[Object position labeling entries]
○ ○ ○ ○

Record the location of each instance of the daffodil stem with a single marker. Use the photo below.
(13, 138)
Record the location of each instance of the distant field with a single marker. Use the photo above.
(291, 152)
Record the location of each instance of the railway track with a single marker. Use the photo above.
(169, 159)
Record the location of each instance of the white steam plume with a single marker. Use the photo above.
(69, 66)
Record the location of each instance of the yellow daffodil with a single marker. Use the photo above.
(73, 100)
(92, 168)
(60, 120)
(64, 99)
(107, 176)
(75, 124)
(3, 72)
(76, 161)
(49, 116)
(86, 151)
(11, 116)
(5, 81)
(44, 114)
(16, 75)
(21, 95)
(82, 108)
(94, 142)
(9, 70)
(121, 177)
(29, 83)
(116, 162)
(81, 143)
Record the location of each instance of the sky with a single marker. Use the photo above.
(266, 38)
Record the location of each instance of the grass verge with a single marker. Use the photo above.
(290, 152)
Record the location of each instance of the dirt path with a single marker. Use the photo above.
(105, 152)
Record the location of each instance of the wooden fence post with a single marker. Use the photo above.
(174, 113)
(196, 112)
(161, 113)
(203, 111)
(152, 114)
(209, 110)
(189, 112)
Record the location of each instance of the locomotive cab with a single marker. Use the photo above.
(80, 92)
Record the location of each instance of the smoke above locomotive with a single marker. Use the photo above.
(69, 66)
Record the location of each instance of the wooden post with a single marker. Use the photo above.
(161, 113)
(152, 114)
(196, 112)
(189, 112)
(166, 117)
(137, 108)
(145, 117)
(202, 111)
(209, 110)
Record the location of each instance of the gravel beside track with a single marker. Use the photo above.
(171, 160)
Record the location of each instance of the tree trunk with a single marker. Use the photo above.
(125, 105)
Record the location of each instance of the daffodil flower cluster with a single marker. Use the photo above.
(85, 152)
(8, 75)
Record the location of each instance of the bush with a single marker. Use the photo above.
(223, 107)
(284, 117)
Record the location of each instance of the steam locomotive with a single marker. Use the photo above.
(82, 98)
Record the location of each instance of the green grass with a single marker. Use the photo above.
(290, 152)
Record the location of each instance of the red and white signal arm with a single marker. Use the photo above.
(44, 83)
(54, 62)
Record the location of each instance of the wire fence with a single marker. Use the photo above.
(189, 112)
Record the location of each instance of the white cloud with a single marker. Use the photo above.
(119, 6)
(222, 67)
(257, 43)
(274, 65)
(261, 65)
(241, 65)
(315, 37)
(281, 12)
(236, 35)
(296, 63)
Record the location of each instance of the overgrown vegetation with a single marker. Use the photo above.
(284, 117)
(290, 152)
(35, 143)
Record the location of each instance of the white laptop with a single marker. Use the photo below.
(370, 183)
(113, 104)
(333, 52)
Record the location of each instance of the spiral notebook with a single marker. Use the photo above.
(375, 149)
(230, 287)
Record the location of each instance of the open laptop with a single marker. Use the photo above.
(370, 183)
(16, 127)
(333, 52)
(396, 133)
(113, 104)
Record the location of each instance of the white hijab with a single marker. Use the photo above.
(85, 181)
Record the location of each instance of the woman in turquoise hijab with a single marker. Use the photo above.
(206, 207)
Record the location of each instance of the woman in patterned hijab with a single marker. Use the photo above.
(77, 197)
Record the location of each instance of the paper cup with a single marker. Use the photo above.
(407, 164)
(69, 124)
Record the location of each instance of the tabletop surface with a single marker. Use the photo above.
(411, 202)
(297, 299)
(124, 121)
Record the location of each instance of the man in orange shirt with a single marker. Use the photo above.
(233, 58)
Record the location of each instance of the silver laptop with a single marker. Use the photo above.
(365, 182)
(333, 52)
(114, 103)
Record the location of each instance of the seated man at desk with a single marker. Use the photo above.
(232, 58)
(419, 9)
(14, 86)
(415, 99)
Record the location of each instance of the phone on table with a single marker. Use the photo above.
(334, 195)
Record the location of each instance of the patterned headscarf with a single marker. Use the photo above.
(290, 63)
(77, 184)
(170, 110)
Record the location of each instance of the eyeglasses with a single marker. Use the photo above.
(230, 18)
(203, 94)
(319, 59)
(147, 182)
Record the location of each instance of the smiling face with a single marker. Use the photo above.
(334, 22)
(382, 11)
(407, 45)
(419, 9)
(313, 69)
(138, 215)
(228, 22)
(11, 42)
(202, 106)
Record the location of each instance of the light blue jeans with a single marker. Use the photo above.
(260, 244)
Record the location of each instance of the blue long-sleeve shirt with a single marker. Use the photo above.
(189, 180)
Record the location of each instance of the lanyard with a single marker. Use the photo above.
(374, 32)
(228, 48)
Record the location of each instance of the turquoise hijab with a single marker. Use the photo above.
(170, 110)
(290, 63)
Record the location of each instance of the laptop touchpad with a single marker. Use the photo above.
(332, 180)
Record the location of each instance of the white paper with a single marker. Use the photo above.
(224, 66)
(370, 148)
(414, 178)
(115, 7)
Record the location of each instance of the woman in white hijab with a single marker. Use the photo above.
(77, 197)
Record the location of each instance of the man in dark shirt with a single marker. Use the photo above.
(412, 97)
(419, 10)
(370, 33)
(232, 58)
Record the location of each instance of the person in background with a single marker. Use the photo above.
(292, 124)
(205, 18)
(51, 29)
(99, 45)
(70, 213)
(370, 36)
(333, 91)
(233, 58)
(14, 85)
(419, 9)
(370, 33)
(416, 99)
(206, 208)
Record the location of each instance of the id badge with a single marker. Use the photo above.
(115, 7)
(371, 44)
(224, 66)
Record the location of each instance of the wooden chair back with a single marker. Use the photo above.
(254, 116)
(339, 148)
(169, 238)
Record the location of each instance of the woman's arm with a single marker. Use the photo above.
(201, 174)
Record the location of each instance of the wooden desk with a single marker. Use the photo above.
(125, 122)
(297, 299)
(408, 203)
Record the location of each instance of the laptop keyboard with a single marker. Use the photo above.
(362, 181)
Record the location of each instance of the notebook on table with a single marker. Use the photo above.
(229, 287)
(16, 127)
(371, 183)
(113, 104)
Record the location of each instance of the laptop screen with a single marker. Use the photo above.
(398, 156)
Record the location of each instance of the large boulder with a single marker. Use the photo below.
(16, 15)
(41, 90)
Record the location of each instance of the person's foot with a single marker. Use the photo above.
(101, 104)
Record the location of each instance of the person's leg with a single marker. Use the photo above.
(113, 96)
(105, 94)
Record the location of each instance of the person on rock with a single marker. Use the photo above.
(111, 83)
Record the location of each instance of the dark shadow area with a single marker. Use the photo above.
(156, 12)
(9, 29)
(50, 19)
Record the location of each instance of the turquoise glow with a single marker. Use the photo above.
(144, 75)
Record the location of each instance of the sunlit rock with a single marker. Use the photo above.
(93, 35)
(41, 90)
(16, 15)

○ ○ ○ ○

__CHALLENGE__.
Give back exactly the lines running from the line containing "Record the location of each instance of the man in dark" through the end of the material above, both included, and nothing beyond them.

__RESPONSE TO THIS TASK__.
Record the location of each instance of the man in dark shirt with a single marker. Use the photo above.
(412, 97)
(419, 10)
(370, 33)
(232, 58)
Record the location of each instance of the person in background with a single marker. Use the photo above.
(292, 124)
(205, 18)
(51, 29)
(99, 45)
(70, 213)
(370, 36)
(333, 91)
(233, 58)
(14, 85)
(419, 9)
(370, 33)
(416, 99)
(206, 208)
Record the location of each instance of the id badge with a single marker. Use the photo above.
(115, 7)
(371, 44)
(224, 66)
Record the location of each instance of the wooden chair back with a single marker. Use the photo above.
(254, 116)
(339, 148)
(169, 238)
Record the location of each instance of the woman's arm with a single marker. Use the photo above.
(201, 174)
Record the location of each instance of the wooden desk with a single marker. Use the photo above.
(125, 122)
(297, 299)
(408, 203)
Record the location of each instance of the laptop keyboard with a single marker. Use the photo above.
(362, 181)
Record the location of each instance of the notebook on table with a single marker. Use the photo above.
(229, 287)
(16, 127)
(371, 183)
(113, 104)
Record the location of each instance of the laptop screen with a single marker. Use the photo above.
(398, 156)
Record the location of each instance of the large boulder with a single marker. Use the photo below.
(16, 15)
(41, 90)
Record the location of each instance of the person's foot with a single marker. Use the photo above.
(101, 104)
Record the location of each instance of the person's leg with a single marker. Use the photo above.
(113, 96)
(105, 94)
Record the location of each instance of the person on rock with a single marker. Use the photo above.
(111, 83)
Record the location of each instance of the dark shadow area with a single marker. Use the photo above.
(156, 12)
(9, 29)
(50, 19)
Record the location of each instance of the turquoise glow with a single marker. Use the photo above.
(144, 75)
Record the location of each instance of the sunlit rock with a single marker. Use the photo above.
(93, 35)
(41, 90)
(16, 15)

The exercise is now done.